- Work to do: Please render the material as a Markdown table with the columns Row and Material line, starting at the line that contains "Draw the outline of every instance of the dry" and ending at the line that contains "M 527 226 L 213 358 L 539 358 L 540 275 Z", both included, and leaving out blank lines.
--- begin ---
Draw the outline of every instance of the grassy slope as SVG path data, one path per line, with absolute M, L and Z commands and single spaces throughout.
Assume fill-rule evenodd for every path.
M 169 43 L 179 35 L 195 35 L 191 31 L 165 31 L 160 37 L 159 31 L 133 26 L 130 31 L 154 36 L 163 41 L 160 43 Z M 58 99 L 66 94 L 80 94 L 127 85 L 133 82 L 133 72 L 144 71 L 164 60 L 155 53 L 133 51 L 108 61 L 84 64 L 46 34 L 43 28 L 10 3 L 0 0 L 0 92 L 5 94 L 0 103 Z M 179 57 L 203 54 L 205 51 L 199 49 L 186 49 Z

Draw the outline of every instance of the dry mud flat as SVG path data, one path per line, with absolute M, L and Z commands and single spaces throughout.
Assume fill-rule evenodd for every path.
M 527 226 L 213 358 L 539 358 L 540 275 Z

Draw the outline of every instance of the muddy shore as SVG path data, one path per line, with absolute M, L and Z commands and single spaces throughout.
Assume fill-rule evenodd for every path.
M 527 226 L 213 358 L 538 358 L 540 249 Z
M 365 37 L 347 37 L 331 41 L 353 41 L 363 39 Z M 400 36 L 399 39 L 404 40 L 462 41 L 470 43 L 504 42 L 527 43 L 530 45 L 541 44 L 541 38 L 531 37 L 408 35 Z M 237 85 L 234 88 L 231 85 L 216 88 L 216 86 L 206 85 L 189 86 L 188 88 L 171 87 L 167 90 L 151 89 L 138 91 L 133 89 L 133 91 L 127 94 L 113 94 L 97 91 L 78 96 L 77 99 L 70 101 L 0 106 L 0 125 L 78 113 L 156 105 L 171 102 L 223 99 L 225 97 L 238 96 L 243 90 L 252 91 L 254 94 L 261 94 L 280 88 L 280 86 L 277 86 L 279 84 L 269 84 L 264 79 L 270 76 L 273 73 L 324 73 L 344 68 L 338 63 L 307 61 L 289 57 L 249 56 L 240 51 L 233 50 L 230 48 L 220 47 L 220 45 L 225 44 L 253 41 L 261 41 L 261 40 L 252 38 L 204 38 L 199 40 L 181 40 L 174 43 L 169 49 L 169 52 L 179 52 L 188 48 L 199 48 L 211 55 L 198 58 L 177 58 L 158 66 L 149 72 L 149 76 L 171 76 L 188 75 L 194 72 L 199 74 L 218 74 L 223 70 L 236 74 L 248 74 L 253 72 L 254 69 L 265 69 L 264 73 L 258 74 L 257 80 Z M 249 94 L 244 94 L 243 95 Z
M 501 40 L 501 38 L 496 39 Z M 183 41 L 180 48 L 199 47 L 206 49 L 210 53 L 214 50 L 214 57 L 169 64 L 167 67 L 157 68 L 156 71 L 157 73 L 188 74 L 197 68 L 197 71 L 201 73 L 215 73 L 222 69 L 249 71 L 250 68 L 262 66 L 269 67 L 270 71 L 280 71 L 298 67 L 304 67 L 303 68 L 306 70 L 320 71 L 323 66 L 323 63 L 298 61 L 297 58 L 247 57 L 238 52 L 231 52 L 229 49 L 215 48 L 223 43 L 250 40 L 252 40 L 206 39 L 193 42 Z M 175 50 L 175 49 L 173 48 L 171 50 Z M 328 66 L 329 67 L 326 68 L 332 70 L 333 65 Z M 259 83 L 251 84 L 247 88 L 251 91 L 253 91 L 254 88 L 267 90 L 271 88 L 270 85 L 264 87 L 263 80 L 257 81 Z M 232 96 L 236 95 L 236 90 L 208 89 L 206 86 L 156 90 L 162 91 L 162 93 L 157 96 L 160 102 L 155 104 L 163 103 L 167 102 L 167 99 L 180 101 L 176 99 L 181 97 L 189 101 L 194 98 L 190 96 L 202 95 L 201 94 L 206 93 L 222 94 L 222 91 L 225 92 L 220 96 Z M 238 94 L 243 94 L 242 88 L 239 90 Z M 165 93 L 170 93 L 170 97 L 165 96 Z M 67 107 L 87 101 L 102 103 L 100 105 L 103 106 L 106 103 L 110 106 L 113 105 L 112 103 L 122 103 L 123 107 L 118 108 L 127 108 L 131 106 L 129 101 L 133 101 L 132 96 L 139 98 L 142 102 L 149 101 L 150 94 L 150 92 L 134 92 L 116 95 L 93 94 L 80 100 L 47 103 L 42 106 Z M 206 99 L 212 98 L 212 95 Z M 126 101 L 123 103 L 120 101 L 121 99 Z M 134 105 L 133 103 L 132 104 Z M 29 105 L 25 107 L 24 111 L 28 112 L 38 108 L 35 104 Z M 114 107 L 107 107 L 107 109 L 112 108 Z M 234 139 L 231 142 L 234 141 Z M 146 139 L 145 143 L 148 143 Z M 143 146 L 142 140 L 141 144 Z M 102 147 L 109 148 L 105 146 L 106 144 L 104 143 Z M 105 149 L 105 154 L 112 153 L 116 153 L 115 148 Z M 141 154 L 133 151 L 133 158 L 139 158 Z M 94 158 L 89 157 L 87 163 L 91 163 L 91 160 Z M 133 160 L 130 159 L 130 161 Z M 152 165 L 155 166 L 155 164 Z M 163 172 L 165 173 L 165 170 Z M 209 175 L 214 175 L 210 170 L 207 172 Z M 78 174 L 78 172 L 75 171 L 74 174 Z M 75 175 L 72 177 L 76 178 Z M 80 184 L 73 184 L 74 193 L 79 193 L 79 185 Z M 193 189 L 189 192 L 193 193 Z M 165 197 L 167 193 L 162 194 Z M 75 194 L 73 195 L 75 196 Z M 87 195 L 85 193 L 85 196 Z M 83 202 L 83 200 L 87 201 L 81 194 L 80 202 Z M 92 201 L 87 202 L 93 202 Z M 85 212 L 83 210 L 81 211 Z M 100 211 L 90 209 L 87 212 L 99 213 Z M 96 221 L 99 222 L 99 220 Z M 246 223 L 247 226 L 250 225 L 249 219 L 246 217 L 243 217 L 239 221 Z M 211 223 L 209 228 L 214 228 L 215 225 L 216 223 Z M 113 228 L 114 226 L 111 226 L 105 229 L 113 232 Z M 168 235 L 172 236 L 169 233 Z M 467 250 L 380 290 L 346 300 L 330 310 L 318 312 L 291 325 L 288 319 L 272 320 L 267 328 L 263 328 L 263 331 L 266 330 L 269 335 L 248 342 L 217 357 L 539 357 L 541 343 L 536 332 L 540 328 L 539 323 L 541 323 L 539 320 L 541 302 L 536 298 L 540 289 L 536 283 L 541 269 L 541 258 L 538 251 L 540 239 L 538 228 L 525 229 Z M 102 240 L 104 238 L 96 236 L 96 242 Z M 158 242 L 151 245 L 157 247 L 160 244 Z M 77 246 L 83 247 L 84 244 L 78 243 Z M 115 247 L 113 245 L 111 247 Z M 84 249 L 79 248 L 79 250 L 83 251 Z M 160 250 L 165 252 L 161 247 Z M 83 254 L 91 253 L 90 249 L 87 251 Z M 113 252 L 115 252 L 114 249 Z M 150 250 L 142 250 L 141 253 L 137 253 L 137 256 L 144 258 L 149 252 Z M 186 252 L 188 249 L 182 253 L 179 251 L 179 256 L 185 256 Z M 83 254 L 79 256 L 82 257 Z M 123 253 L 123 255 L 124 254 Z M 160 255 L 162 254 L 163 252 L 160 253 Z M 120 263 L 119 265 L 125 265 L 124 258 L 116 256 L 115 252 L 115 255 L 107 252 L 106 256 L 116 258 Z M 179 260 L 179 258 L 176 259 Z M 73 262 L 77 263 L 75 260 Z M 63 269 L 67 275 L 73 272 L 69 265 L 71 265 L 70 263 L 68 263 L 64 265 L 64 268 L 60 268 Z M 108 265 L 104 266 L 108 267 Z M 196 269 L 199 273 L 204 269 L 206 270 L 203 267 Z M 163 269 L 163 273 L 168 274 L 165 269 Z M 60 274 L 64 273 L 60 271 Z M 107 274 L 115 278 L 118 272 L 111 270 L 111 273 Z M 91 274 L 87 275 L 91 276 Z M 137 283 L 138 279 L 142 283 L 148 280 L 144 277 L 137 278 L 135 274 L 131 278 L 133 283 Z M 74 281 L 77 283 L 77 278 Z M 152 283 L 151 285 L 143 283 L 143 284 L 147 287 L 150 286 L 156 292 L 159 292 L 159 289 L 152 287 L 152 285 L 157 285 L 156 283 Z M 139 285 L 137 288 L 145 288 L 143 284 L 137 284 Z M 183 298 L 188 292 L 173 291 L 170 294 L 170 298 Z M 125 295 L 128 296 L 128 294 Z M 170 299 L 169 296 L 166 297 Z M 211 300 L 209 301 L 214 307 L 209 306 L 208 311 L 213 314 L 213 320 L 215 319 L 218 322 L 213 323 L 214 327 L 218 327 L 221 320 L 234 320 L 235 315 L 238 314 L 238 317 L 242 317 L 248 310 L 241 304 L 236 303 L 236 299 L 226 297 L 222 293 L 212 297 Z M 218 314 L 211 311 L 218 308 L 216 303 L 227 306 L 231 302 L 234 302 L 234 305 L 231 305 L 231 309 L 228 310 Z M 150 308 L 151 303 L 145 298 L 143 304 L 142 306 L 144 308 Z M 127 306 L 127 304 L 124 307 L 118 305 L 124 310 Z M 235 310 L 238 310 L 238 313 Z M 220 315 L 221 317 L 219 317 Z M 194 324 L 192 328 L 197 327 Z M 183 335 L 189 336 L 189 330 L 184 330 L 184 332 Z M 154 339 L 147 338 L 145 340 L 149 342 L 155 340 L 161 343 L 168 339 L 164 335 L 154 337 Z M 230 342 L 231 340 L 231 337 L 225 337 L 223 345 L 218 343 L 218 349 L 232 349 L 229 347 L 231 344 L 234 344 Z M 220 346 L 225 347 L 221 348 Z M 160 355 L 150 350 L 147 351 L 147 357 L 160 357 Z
--- end ---
- Reply:
| Row | Material line |
|---|---|
| 1 | Draw the outline of every instance of the dry mud flat as SVG path data, one path per line, with absolute M, L and Z commands and single spaces throughout. |
| 2 | Assume fill-rule evenodd for every path. |
| 3 | M 527 226 L 213 358 L 539 358 L 540 275 Z |